## Source
####################
Shaming Men to Death: Judges 8-9

Some of you know that I’m reading through Judges right now–and some of you are reading along with me, which is a real treat. Today I have just a short tale from Judges, starting in chapter 8.

Abimelech is one of the sons of Gideon (my very favorite story that Mrs. Bradley ever put up on the Good News Club Flannelgram). His mother is a concubine (a pattern we’ll keep seeing in Judges), and, on his father’s side, he has 70 brothers. He convinces his uncles that he should rule over them, arguing that it would be better if they were ruled by one man (him) rather than by 70 (his brothers), and they accept it. He then slaughters all of his brothers but one, thereby mostly eliminating competition for the legitimacy of his rule. His youngest brother escapes, only to deliver a curse on him and all those who have appointed him king. They’ve chosen, he tells them in a parable, to be ruled by a bramble bush rather than an olive or fig tree, and that will bring disaster. You can’t expect a man who cheated his way into power, destroying relationships and disrespecting his family, to be good leader.
####################
## Entries provided
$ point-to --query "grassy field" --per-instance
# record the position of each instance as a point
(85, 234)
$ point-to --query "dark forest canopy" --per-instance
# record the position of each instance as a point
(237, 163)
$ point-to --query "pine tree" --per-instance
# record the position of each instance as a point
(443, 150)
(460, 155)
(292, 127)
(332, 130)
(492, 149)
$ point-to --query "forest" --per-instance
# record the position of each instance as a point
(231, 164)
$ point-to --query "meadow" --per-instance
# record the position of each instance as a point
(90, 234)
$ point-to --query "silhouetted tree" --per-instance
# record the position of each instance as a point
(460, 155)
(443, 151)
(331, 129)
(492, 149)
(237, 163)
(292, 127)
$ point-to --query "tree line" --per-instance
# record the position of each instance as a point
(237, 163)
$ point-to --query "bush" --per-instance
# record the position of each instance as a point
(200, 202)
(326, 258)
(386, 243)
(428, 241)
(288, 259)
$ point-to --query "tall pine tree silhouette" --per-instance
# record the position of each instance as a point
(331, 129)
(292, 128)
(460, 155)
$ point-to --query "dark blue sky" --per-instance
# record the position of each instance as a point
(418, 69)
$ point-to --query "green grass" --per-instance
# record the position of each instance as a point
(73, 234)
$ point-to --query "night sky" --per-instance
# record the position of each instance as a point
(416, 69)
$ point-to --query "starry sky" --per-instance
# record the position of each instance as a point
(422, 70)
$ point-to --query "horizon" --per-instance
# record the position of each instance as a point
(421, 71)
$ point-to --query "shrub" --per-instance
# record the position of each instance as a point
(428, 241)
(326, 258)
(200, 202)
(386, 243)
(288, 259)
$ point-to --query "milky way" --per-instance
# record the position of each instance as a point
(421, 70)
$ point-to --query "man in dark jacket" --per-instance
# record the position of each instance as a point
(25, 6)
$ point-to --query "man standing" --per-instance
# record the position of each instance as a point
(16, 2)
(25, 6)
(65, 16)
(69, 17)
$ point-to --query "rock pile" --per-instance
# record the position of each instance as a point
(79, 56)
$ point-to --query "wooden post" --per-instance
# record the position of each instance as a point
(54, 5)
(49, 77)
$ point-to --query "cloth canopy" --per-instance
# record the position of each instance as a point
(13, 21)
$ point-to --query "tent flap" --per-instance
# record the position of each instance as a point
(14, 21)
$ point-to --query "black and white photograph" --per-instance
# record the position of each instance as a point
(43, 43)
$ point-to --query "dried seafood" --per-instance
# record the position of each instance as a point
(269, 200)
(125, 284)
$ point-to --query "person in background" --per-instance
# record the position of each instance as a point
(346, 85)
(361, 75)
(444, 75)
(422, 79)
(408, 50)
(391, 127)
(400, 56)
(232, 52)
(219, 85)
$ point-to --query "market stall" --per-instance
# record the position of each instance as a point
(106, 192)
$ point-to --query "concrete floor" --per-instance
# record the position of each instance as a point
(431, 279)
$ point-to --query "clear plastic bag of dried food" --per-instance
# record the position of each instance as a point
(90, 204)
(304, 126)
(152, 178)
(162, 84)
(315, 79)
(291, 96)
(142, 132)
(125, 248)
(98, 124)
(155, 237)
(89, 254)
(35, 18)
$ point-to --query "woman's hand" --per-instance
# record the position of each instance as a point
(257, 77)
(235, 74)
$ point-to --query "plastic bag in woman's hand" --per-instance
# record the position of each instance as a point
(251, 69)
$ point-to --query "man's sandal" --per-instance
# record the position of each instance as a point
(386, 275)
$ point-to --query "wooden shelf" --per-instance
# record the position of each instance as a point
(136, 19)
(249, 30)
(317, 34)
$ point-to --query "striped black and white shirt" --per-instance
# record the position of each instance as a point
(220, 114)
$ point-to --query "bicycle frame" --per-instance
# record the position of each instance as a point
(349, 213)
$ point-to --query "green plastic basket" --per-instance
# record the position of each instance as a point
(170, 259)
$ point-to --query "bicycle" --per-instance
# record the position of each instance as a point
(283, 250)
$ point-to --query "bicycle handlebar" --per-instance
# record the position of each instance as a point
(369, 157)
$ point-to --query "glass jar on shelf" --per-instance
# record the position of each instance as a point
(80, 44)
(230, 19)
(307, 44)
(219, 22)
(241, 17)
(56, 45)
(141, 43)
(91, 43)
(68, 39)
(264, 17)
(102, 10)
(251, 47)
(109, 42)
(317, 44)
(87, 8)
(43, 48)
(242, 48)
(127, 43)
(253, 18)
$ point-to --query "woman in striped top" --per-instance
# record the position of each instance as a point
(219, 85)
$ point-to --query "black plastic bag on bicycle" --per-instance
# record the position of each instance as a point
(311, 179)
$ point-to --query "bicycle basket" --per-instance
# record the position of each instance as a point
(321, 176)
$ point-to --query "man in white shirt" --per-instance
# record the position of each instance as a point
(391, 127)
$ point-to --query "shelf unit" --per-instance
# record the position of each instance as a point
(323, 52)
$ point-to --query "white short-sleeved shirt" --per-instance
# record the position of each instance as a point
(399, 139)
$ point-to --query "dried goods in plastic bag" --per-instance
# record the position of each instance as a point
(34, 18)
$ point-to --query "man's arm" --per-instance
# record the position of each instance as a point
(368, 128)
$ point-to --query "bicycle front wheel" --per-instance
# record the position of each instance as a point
####################
## Challenge 1
From the Judges post, return the passage between "Shaming Men to" and "in chapter 8.", inclusive.
## Challenge 2
Answer these from the Judges post:
(a) In which chapter of Judges does the tale start?
(b) How many brothers does Abimelech have on his father's side?
(c) In the youngest brother's parable, what plant have they chosen to be ruled by?

## Full answer 1
Shaming Men to Death: Judges 8-9

Some of you know that I’m reading through Judges right now–and some of you are reading along with me, which is a real treat. Today I have just a short tale from Judges, starting in chapter 8.

## Full answer 2
(a) Chapter 8
(b) 70
(c) A bramble bush